# [Excerpt]
•••••

There is a particular kind of conversation I have had in Cyprus more times than I expected when I first began working closely with families here.
By Yelena Martino, Group CEO
Signet Capital Management Group
It usually begins not with a call about investment returns or market conditions. It begins with a call about a problem. A patriarch is ill. A business sale has completed and the family suddenly holds more liquidity than it has ever managed before. Two siblings who ran a company together for thirty years now disagree – not about the business, which is sold – but about everything that comes after. Or a family office in Limassol is trying to untangle a portfolio built by a father over four decades, and no one left alive can explain why it looks the way it does.
In every one of these conversations, there is a common thread. The family had wealth. The family had advisers. The family sometimes had structures – trusts, holding companies, foundations. What the family almost never had was a single written document that said, clearly and in terms everyone had agreed to: “ this is what our money is for, this is how we manage it, and this is what happens when we cannot all be in the room together”.
That document is an Investment Policy Statement. And in Cyprus – where business wealth is often concentrated, family structures are close-knit, succession is rarely discussed openly, and the intersection of local, European, and international regulation creates genuine complexity – the absence of one is not a minor gap. It is a structural vulnerability.
Cyprus is not a simple wealth environment
Let us be honest about the context in which Cypriot families manage their wealth. This is not straightforward.
The typical profile of a successful Cypriot businessperson or family includes assets and interests that span multiple jurisdictions – Cypriot real estate, a UK or European holding structure, perhaps a Cyprus Investment Programme legacy position, business interests in the Gulf or Eastern Europe, and a personal portfolio held through a private bank in Switzerland, Luxembourg, or London. Add to this a family that may include members resident in different countries, with different tax residencies and different risk appetites, and the picture that emerges is not one that can be managed by instinct, by one trusted adviser, or by an informal understanding between family members.

•••••

# [Extracted records]

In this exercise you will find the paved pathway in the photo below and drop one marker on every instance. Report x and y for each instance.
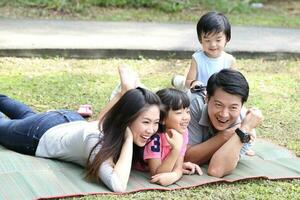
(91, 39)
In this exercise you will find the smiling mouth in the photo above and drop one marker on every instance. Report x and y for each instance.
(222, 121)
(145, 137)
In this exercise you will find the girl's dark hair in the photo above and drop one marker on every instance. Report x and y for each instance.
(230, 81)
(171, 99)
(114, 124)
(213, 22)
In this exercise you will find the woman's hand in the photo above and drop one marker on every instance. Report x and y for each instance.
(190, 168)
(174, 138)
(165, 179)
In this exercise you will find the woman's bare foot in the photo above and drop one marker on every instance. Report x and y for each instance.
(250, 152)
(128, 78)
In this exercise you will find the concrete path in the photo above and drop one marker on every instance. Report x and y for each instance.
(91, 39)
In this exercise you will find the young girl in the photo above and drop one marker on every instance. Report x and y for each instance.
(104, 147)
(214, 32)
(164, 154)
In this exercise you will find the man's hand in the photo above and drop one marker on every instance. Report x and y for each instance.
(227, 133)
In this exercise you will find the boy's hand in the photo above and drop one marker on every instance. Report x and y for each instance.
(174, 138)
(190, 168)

•••••

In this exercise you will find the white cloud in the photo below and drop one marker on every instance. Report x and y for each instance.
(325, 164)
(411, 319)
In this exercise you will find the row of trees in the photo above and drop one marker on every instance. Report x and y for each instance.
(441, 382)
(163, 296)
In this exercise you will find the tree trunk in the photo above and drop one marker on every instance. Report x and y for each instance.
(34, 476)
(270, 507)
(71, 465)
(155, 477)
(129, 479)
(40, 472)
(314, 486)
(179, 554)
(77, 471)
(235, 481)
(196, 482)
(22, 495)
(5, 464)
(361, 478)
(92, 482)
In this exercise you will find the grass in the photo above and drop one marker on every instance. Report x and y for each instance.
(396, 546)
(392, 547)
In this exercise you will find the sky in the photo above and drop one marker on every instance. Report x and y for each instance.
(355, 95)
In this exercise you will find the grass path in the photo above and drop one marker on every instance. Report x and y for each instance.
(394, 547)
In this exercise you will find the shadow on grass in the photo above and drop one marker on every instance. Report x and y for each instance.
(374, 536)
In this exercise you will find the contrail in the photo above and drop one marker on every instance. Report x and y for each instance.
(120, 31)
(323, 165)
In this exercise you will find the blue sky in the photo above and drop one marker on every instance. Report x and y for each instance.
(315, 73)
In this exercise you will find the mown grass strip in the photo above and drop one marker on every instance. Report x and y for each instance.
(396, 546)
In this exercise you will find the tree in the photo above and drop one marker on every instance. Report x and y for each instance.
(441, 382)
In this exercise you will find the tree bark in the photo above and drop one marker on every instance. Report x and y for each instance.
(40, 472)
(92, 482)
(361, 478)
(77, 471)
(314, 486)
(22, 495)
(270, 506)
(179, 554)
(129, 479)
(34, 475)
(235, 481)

•••••

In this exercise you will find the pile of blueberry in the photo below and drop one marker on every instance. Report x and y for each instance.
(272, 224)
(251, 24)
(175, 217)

•••••

# [Goal A]
Answer these questions about the article on family wealth in Cyprus:
(i) What title does the author hold at Signet Capital Management Group?
(ii) In which city is the family office that is trying to untangle a portfolio a father built?
(iii) What is the name of the written document the article says families almost never had?
# [Goal B]
Go on with the article on family wealth in Cyprus, picking up after its last sentence.
The lines have nothing to do with the text.

# [Response A]
(i) Group CEO
(ii) Limassol
(iii) An Investment Policy Statement

# [Response B]
Cyprus also occupies a distinctive position as a financial centre. CySEC-regulated entities, the treaty network, the professional services infrastructure – these are genuine advantages. But they also mean that families here are operating in an environment where the quality of advice, the structure of mandates, and the governance of portfolios can vary enormously. The absence of a written policy framework is particularly dangerous when the adviser landscape is competitive, when mandates are loosely defined, and when families are managing simultaneously across jurisdictions with different regulatory expectations.
What an Investment Policy Statement actually is
The term can make it sound like a technical document written for institutional investors. It is not. Or rather – it should not be. A well-drafted IPS for a family is a governing document. Think of it as a constitution for your capital. It does not tell you which fund to buy or when to rebalance. It tells you *why* you invest, *what* you are trying to protect or build, *who* is authorised to make decisions, and *what you will never do*, regardless of how persuasive the presentation.
In practice, a family IPS addresses six core areas:
Purpose.
What is this wealth for? Preservation across generations? Income for the current generation? Funding a specific goal – a foundation, a business re-entry, education across the family? The answer matters more than most families realise, because it shapes every other decision.
Risk tolerance.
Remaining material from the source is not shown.